Try it => Reproduce each record exactly, leaving nothing out.
-- Data provided follows --
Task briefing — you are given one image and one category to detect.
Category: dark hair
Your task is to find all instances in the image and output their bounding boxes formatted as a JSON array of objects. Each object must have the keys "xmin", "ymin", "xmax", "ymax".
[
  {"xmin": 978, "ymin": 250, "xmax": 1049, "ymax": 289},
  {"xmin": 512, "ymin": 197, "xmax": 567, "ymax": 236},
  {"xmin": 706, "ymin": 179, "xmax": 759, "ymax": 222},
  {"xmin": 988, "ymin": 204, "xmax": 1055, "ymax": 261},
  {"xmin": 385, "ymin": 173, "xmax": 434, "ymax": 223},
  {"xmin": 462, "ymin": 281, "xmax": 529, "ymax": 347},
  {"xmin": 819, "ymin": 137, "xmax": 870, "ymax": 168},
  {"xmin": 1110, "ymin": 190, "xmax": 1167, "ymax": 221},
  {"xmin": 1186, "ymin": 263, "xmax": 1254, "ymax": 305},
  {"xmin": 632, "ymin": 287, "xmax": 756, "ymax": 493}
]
-- Data provided concluded --
Result =>
Task briefing — you are given one image and one category to detect.
Category: dark hair
Your task is to find all instances in the image and output their bounding boxes formatted as a JSON array of objects. Each object must have the keys "xmin", "ymin", "xmax", "ymax".
[
  {"xmin": 978, "ymin": 250, "xmax": 1049, "ymax": 289},
  {"xmin": 512, "ymin": 197, "xmax": 567, "ymax": 236},
  {"xmin": 706, "ymin": 179, "xmax": 759, "ymax": 222},
  {"xmin": 988, "ymin": 204, "xmax": 1055, "ymax": 261},
  {"xmin": 385, "ymin": 173, "xmax": 434, "ymax": 223},
  {"xmin": 462, "ymin": 281, "xmax": 529, "ymax": 347},
  {"xmin": 819, "ymin": 137, "xmax": 870, "ymax": 168},
  {"xmin": 1110, "ymin": 190, "xmax": 1167, "ymax": 221},
  {"xmin": 1186, "ymin": 263, "xmax": 1254, "ymax": 305},
  {"xmin": 632, "ymin": 287, "xmax": 756, "ymax": 493}
]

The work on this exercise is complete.